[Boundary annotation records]
▼

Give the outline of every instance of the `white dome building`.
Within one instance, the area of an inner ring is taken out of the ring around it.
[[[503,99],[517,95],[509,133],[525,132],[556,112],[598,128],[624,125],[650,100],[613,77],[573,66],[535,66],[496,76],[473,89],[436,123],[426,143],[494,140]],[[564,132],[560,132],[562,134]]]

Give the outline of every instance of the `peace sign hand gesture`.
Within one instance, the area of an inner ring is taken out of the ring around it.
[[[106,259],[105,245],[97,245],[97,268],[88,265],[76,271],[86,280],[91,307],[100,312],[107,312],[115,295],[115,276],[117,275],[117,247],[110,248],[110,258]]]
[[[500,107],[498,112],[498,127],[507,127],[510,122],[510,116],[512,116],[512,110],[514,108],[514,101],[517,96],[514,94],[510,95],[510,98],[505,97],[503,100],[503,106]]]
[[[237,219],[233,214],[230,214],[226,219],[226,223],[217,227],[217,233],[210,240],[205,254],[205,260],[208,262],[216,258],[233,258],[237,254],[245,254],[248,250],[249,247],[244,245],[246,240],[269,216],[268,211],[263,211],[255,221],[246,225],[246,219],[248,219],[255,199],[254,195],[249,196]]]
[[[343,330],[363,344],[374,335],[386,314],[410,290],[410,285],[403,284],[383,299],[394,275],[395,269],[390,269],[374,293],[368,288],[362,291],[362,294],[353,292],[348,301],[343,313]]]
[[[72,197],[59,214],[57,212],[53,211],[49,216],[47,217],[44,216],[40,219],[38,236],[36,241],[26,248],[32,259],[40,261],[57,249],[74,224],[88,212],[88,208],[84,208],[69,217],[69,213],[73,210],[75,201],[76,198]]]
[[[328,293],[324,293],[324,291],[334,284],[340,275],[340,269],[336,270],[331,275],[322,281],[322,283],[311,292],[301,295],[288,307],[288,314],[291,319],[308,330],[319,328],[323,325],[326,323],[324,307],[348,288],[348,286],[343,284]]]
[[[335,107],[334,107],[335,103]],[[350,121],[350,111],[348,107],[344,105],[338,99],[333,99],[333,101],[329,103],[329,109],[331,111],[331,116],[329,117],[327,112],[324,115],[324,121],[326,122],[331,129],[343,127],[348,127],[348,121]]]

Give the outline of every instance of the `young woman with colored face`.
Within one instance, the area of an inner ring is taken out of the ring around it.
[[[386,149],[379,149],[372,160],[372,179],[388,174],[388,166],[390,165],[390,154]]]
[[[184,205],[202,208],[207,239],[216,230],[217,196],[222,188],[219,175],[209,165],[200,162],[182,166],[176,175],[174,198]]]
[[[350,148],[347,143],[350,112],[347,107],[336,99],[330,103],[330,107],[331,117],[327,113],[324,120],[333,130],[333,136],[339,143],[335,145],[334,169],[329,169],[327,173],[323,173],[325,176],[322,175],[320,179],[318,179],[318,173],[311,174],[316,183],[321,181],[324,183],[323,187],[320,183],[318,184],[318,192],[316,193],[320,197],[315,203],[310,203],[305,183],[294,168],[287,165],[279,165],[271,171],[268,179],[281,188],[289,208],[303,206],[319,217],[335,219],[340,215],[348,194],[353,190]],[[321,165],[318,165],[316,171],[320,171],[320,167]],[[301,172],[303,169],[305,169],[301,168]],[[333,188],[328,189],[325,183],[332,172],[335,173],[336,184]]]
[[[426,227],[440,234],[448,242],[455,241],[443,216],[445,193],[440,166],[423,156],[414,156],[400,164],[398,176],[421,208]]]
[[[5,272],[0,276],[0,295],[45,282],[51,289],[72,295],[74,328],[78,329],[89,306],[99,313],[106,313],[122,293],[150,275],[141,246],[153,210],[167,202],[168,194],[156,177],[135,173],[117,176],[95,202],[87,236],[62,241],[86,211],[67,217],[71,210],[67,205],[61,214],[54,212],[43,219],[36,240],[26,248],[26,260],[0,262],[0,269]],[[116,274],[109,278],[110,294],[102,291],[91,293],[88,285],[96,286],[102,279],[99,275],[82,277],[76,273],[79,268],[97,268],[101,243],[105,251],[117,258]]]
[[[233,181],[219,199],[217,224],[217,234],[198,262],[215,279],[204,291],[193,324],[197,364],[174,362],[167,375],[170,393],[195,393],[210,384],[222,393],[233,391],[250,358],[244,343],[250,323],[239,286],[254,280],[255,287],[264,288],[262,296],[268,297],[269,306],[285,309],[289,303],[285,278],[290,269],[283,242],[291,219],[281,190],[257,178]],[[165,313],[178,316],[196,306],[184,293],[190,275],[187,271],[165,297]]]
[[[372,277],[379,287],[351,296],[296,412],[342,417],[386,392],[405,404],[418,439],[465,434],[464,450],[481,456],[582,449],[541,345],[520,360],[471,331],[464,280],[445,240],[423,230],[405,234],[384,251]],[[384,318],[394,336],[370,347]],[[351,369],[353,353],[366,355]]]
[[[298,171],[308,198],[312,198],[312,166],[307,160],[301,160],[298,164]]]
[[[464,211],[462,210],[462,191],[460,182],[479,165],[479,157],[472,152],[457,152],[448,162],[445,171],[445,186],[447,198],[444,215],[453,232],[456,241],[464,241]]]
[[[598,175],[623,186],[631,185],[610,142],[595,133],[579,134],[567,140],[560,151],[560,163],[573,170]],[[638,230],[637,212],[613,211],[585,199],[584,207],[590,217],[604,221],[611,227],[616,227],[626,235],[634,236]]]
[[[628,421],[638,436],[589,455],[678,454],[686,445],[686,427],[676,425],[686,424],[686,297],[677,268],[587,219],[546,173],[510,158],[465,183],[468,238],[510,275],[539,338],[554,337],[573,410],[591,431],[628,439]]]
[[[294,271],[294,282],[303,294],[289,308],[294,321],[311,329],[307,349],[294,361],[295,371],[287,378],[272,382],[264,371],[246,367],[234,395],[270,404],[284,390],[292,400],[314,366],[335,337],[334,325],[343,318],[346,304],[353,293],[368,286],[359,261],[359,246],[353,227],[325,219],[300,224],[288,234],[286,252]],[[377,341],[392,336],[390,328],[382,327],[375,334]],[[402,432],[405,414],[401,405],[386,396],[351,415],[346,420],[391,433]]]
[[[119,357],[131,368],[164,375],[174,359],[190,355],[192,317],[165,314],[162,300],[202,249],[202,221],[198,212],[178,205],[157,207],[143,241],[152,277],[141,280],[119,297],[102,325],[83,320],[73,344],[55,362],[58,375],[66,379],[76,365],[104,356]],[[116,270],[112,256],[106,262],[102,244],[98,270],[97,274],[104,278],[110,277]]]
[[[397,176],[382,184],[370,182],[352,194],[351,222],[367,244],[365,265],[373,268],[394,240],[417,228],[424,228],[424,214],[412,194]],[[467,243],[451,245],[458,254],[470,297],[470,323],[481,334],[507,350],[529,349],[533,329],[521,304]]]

▲

◆ **Instruction**:
Count the lines above that contain the string "outline", treating uppercase and lowercase as different. Reply with the number only.

◆ **Answer for this exercise**:
3